**Auftrag 1**
Erläutere anhand des Ausgangstexts über die Kapitalbindung in Unternehmerfamilien, warum ein moderater Kredit-Leverage die Abhängigkeit vom eigenen Unternehmen verringern kann. Antworte in ein bis drei Sätzen.
**Auftrag 2**
Setze den Ausgangstext über die Kapitalbindung in Unternehmerfamilien ab seinem letzten Satz fort.

Die finanzielle Realität vieler mittelständischer Unternehmen ist weitaus komplexer, als es auf den ersten Blick scheint. Sie umfasst sowohl die geschäftliche als auch die private Vermögenssphäre, die eng miteinander verflochten sind. Das Vermögen von Unternehmerfamilien ist häufig stark im Unternehmen gebunden, was auch erhebliche Risiken mit sich bringen kann. Ein überproportional hoher Anteil des Familienvermögens im Unternehmen kann zu einer existenziellen Abhängigkeit führen. Ein konjunktureller Abschwung oder unerwartete Marktveränderungen könnten die finanzielle Sicherheit der Familie und nachfolgender Generationen gefährden.
Warum eine hohe Kapitalbindung im Unternehmen riskant sein kann
In der Praxis zeigt sich häufig, dass Unternehmerfamilien bewusst Kapital im eigenen Unternehmen binden, um höhere Renditen zu erzielen und sich unabhängiger von externen Finanzierungsquellen zu machen. Diese Abhängigkeiten lassen sich aber reduzieren: Etwa durch den Einsatz eines moderaten Kredit-Leverage, mit dem Unternehmerfamilien die Rendite ihres Gesamtvermögens gezielt steigern können. Dies bedeutet, dass Eigenkapital für andere Investitionen frei wird, wodurch eine bessere Diversifikation und eine ausgewogenere Vermögensstruktur möglich ist. Eine breit gestreute Vermögensallokation kann zudem helfen, Schwankungen abzufedern und die finanzielle Stabilität langfristig zu sichern.

**Datensätze**
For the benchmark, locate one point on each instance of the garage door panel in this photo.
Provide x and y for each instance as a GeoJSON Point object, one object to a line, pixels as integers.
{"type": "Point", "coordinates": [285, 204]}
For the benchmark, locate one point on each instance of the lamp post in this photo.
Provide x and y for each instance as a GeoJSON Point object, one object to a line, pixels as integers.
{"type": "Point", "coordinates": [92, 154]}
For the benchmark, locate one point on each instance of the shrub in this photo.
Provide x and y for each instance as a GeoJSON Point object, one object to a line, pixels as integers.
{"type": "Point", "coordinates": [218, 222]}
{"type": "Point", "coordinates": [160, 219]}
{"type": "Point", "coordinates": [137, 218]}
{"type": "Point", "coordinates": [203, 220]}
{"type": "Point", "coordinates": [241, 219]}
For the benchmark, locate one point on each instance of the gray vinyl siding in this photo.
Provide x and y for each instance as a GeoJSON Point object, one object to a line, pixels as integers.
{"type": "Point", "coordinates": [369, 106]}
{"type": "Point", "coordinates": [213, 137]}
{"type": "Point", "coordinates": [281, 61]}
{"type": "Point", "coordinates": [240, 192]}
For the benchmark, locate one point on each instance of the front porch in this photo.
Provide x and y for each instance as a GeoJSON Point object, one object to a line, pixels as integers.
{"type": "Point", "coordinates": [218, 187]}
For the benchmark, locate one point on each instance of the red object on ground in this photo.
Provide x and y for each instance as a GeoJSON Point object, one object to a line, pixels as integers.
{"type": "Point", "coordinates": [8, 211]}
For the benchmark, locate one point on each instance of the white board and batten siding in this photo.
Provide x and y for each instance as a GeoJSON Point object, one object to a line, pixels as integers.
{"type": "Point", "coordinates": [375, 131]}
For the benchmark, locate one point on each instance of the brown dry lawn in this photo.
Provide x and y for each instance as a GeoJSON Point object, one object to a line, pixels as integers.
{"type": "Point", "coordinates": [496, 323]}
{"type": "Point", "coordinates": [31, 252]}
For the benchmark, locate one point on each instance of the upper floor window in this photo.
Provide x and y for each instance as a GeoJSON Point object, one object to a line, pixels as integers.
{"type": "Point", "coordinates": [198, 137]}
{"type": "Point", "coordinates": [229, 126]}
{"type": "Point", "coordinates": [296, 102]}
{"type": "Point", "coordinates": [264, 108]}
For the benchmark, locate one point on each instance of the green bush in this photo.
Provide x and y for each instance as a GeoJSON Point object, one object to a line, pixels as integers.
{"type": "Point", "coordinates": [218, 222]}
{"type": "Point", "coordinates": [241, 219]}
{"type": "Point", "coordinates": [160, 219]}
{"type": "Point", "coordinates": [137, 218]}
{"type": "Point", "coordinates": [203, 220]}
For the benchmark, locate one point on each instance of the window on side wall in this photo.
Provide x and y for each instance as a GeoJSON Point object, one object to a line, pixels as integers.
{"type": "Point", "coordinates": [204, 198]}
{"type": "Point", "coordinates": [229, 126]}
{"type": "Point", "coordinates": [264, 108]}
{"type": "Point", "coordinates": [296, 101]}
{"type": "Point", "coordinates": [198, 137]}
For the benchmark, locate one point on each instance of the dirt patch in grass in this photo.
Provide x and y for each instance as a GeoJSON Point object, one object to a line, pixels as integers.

**Ausgabe 1**
Durch einen moderaten Kredit-Leverage wird Eigenkapital für andere Investitionen frei. Dadurch wird eine bessere Diversifikation und eine ausgewogenere Vermögensstruktur möglich, sodass das Familienvermögen weniger stark im Unternehmen gebunden ist.

**Ausgabe 2**
Wealth Based Finance: Ein modernes Finanzierungsinstrument
Um den Kredit-Leverage zielgerichtet zu nutzen, stehen verschiedene Optimierungsmöglichkeiten zur Verfügung. Eine Methode, die noch zu selten in Betracht gezogen wird, ist das Wealth Based Finance. Dieses zielt im Gegensatz zum klassischen Asset Based Finance auf die gesamte Vermögenslage der Unternehmerfamilie ab. Dabei stehen das freie Nettovermögen und die Fähigkeit zur Rückzahlung aus freien Cashflows im Fokus. Die Vorteile von Wealth Based Finance:
- Flexibilität: Die Kreditmittel können vielfach ohne einschränkende enge Zweckbindungen genutzt werden. Dies erlaubt eine strategische und flexible Investition, die auf die aktuellen Bedürfnisse der Familie oder des Unternehmens abgestimmt ist.
- Einsatz der persönlichen Bonität: Je nach Vermögensstruktur können gegebenenfalls auch materiell unbesicherte Kreditanteile realisiert werden.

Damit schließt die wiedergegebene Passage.